## Problem 1
Transcribe from the podcast summary the passage that begins at the words "Additionally, the speaker" and ends after the words "to the organization.".
## Problem 2
Name each term the podcast summary uses for the parties involved in adopting AI, excluding the descriptions given in parentheses.
═════ Source document ═════
By assessing the state of their data, organizations can identify any gaps or challenges that need to be addressed before moving forward with AI projects. The quality and availability of data directly impact the effectiveness of AI algorithms, so understanding the data landscape is a critical first step.

Additionally, the speaker suggests that some external companies or services can assist in this evaluation, especially for organizations needing a well-established IT and data platform or more external expertise.

Her advice to external vendors/consultants and internal project leaders is to demonstrate AI’s value when talking to C-suite executives. She stresses the importance of discussing AI projects with a purpose, emphasizing tangible benefits rather than treating technology as a standalone concept. The goal is to move beyond a plug-and-play mentality and highlight the broader value that AI can bring to the organization.

Utilizing A Strategic 2×2 Matrix Framework to Tailor AI Strategies

Episode 3 – Balancing AI Innovation with Project Urgency

Guest: Amaresh Tripathy, SVP and Global Business Leader, Genpact

Expertise: Business and Customer Analytics, Data management

In our podcast interview with Amaresh Tripathy, Genpact’s then SVP and Global Business Leader, he begins his podcast appearance by discussing the communication challenges between business-oriented individuals and technical experts when adopting AI solutions. 

He highlights the need for “bilinguals,” referring to people who can understand both the context of the business and the technical aspects of AI. These bilingual individuals are crucial in bridging the gap and facilitating effective communication between business stakeholders and technical experts.

Aramesh points out that the fundamental issue is that the parties involved –i.e., the buyer (business stakeholders) and the vendor or catalyst (technical experts) –, often have different perspectives and priorities. The buyer is focused on solving business problems and may need to be more aware of the technical complexities of AI. On the other hand, the vendor or catalyst tends to have more enthusiasm about the possibilities of AI technology.
═════ Given information ═════
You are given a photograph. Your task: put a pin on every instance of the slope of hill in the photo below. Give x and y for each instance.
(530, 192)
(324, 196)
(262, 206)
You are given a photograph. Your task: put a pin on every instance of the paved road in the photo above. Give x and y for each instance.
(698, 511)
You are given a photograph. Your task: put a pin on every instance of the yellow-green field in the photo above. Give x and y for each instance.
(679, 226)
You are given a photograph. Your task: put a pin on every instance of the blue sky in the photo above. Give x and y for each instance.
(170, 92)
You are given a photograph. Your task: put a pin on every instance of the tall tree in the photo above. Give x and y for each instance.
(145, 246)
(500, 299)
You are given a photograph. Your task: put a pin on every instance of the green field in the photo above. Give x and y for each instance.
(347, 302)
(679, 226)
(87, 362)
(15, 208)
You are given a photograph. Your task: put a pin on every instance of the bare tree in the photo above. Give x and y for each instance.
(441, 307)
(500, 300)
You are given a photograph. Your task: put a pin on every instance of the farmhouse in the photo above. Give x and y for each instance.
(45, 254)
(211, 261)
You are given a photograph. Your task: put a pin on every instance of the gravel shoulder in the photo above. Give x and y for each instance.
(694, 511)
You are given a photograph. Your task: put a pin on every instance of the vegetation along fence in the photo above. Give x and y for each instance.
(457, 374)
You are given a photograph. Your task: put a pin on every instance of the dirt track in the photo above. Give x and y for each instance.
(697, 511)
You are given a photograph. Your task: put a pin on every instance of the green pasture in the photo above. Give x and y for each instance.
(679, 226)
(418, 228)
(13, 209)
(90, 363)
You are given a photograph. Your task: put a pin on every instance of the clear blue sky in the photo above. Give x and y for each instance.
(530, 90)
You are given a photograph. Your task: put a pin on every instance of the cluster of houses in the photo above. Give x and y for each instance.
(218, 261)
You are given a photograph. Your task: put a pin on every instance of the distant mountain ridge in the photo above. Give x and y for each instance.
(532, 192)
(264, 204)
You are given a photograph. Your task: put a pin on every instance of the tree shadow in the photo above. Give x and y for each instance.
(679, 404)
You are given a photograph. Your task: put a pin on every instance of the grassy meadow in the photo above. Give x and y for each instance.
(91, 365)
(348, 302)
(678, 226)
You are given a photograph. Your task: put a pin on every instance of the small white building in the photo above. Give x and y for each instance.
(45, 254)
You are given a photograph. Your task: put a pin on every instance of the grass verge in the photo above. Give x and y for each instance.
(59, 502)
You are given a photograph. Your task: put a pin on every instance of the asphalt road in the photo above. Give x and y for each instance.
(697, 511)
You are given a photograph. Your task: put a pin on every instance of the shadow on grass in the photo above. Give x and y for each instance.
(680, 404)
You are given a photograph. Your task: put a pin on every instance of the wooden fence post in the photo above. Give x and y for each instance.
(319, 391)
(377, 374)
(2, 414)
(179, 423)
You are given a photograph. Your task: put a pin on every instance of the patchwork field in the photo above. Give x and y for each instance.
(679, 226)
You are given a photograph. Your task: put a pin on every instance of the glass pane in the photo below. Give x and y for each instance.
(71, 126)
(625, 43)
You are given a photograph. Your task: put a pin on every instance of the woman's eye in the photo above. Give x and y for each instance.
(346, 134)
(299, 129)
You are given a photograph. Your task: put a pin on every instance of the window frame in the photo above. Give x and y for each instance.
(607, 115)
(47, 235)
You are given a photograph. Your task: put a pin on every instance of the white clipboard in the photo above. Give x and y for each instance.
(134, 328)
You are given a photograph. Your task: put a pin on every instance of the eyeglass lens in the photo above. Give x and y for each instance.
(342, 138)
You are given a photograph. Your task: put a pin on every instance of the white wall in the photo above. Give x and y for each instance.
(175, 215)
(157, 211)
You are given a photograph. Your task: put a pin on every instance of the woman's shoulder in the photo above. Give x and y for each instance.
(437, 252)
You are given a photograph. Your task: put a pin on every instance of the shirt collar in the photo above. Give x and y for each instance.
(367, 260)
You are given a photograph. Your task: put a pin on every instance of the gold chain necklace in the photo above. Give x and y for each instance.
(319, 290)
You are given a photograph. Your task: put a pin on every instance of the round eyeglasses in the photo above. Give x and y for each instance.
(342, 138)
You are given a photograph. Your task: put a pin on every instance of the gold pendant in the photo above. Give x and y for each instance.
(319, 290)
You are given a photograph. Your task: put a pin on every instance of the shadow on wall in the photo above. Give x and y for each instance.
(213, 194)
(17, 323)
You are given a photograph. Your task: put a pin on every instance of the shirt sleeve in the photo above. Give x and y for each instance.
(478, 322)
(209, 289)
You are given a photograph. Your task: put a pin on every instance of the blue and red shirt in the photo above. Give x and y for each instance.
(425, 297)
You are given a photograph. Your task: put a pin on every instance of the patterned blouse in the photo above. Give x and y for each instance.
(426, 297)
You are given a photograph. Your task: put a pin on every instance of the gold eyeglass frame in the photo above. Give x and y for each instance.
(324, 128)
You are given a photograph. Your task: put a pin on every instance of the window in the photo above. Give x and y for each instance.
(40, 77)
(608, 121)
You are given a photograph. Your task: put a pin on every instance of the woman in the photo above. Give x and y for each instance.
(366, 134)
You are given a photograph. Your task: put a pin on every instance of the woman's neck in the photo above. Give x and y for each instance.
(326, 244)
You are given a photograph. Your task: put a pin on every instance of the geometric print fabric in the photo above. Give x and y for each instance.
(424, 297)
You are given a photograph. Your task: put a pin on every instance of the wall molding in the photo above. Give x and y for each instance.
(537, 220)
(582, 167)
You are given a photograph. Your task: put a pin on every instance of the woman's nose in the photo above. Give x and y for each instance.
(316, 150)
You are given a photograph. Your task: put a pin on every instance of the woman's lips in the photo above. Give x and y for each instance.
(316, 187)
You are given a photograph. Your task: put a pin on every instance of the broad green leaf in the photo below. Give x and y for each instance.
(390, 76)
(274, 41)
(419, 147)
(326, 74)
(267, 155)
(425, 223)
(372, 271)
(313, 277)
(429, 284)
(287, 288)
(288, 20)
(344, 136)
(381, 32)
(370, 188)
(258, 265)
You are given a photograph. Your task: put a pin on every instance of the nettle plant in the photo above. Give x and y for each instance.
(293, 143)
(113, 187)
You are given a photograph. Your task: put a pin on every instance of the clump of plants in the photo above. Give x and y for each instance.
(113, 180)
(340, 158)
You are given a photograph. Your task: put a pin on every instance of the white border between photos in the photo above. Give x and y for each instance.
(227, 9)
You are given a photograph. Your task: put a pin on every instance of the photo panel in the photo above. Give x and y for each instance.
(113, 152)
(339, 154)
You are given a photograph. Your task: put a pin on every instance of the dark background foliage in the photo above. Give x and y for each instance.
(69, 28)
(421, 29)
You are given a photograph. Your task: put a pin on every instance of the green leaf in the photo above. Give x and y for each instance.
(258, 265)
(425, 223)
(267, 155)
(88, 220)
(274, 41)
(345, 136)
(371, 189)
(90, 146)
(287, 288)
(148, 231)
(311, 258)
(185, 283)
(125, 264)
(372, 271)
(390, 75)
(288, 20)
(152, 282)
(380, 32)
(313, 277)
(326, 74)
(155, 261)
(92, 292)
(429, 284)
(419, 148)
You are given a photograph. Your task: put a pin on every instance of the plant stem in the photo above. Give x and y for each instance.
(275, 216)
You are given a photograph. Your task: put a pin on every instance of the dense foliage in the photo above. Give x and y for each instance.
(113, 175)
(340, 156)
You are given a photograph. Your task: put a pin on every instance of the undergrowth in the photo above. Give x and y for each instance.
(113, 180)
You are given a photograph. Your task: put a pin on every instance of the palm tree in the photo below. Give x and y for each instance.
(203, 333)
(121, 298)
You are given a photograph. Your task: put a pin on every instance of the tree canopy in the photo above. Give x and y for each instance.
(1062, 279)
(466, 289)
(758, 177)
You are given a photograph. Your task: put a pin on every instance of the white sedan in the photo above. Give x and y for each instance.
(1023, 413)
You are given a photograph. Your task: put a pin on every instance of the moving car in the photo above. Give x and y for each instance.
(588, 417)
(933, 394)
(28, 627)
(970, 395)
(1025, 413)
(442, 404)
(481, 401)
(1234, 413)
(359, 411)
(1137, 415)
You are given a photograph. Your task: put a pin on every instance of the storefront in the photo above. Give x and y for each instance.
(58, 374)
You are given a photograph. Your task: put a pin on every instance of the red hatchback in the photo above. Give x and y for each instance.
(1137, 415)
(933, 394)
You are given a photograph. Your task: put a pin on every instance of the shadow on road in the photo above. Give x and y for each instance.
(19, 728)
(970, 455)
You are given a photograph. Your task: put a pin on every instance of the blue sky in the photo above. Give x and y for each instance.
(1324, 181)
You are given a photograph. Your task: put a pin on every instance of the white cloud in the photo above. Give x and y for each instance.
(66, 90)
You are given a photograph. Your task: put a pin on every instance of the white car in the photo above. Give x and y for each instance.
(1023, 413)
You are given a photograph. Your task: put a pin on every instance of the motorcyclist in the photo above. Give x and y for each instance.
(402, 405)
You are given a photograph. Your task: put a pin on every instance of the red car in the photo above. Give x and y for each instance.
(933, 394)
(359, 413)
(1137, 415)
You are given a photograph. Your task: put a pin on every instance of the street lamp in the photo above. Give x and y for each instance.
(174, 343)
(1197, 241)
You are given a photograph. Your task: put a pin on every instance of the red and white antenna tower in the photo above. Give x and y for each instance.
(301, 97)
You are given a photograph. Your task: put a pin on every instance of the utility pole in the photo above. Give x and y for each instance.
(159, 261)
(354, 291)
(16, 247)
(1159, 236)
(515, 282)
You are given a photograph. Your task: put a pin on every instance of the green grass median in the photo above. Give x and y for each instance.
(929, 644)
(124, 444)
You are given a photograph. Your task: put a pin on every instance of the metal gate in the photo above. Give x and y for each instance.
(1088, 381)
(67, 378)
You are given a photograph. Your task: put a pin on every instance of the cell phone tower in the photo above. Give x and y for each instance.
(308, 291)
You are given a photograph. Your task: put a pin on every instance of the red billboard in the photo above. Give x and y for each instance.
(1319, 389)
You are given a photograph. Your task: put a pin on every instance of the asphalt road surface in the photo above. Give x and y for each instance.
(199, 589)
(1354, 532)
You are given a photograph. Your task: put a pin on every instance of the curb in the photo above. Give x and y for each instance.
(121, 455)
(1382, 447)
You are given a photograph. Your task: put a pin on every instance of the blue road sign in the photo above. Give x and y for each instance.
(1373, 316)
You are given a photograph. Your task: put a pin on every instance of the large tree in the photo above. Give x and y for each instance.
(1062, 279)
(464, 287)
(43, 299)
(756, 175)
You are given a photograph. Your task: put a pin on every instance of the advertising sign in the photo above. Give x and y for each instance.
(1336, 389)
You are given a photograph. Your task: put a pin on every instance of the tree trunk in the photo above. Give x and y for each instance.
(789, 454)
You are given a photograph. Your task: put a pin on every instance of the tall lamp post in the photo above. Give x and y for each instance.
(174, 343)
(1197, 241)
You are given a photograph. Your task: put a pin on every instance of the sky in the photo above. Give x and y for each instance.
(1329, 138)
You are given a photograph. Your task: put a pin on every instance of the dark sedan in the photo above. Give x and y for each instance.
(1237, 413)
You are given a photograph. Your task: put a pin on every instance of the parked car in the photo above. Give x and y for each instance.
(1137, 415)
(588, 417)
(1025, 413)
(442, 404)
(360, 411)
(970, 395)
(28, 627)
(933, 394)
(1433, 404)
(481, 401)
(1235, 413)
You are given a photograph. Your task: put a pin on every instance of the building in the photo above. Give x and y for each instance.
═════
## Exercise answer 1
Additionally, the speaker suggests that some external companies or services can assist in this evaluation, especially for organizations needing a well-established IT and data platform or more external expertise.

Her advice to external vendors/consultants and internal project leaders is to demonstrate AI’s value when talking to C-suite executives. She stresses the importance of discussing AI projects with a purpose, emphasizing tangible benefits rather than treating technology as a standalone concept. The goal is to move beyond a plug-and-play mentality and highlight the broader value that AI can bring to the organization.

## Exercise answer 2
buyer, vendor, catalyst